*SELECTED EXCERPT*:
....................

Again, as one who is on the 'inside' of this (as in...I was an attendee at the 'meeting of minds) then there is far less of an issue with a one design such as the Albacore. In a case like this, you could, if you so wish, rebuild a boat from the hog up and it stays the same boat. That is a well established and understood practice that applies across boats big and small. So there is nothing stopping you, should you so wish, of creating a new boat from the ashes of the old - yet it would still be the 'old' boat (even if it terms of construction it was state of the art).

One good example of this can be found in the Firefly Class - one of the 24 Olympic Fireflys has been rebuilt as a Mark IV boat and came close to winning the celebration nationals at Torquay in 2008..... but is still the same boat, same 3 digit sail number. There are others but that is a good case that illustrates the point.

This was never the problem.

What is at the heart of this rests firmly in the development/restricted development classes, when a rebuild from the hog up is carried out, but instead of design A re-emerging from the remains of the old boat, you have design B - in effect, a new boat that bears little resemblance to the old. In theory, this in itself is not an issue, as long as it is accepted that this is a new boat, not an old one.

....................

*DATA PROVIDED*:
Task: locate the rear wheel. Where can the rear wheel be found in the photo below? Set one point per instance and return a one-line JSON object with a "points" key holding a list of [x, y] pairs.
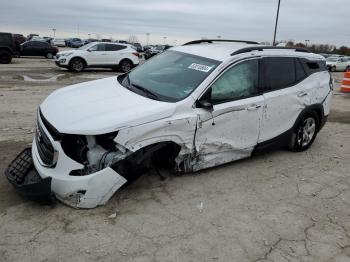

....................

*TO BE DONE*:
1. From the passage on rebuilding racing dinghies, return the wording that begins at "Again, as one" and ends after "of the art).".
2. In the passage on rebuilding racing dinghies, what type of boat was the Olympic Firefly rebuilt as?
3. Continue the passage on rebuilding racing dinghies from its last sentence.
The material has no connection to the passage on rebuilding racing dinghies.

*ANSWER SET*:
1.
Again, as one who is on the 'inside' of this (as in...I was an attendee at the 'meeting of minds) then there is far less of an issue with a one design such as the Albacore. In a case like this, you could, if you so wish, rebuild a boat from the hog up and it stays the same boat. That is a well established and understood practice that applies across boats big and small. So there is nothing stopping you, should you so wish, of creating a new boat from the ashes of the old - yet it would still be the 'old' boat (even if it terms of construction it was state of the art).

2. A Mark IV boat.

3.
But in good old fashioned Question of Sport speak, what happened next? The boat didn't only win, it thumped the opposition. That thumped applied equally on the race course and in the concours department. Had that been the end of it we'd all be happy and singing its praises. Instead, the boat was then allowed to carry off the top prize for boats 30 years old and older - which this boat is demonstrably not.

Neil is right to suggest that the PY system is there to deal with issues like this. I'd respectfully advise that the PY system, even the cvrda one, is just not robust enough to deal with such a determined onslaught onto the rules. Trying to address this issue quickly descends into the personalities involved and their acceptance (or otherwise) within the class association. It is sad, very sad that what should be a great example of how older boats can be recovered has become such a can of worms.

Worse.... it's worked one in one class, there is now a very real danger that this will raise its head elsewhere. Just offering the defence that "if someone wants to win that badly then lets leave them to it" doesn't mask the wider damage that is being done.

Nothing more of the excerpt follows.